Polecenie: Podaj, ile wierszy poniższych rekordów zawiera ciąg „blue”. W odpowiedzi wpisz wyłącznie liczbę.

Fragmenty zbioru danych:
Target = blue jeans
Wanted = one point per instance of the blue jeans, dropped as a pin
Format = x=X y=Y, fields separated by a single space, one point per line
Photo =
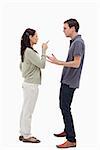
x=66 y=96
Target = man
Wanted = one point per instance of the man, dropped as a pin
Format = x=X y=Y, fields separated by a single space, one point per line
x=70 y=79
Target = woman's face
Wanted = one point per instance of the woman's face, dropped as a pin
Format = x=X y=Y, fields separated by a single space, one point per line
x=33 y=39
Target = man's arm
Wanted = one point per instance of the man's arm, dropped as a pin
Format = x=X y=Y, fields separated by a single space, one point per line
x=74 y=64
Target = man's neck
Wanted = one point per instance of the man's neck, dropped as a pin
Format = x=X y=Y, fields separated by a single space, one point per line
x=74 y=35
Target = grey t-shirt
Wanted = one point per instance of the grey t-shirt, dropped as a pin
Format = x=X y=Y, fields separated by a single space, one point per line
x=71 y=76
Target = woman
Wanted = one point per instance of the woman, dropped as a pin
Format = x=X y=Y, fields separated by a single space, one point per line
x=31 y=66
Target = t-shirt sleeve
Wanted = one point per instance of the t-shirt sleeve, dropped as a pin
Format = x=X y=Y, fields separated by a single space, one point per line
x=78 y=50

==

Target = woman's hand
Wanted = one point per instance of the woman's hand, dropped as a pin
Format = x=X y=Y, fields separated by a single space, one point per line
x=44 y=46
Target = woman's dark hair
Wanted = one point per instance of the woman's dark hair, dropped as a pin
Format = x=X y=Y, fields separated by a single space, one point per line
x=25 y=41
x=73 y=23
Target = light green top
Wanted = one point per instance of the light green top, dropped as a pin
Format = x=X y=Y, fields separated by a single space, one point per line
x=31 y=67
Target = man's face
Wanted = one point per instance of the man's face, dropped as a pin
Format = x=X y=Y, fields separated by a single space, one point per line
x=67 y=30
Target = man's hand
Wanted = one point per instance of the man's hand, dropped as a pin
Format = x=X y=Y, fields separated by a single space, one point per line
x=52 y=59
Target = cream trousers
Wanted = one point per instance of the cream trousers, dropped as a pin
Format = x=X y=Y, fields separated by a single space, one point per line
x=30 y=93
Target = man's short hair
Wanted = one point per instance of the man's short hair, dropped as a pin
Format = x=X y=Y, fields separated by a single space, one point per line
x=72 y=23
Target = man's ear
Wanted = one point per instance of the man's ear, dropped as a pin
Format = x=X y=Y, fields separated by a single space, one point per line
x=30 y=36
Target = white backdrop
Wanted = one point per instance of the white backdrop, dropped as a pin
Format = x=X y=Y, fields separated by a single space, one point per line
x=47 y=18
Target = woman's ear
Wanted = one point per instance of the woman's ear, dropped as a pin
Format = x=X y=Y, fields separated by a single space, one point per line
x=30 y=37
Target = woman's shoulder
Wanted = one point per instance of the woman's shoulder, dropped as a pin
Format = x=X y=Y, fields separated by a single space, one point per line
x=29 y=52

Odpowiedź pisemna: 2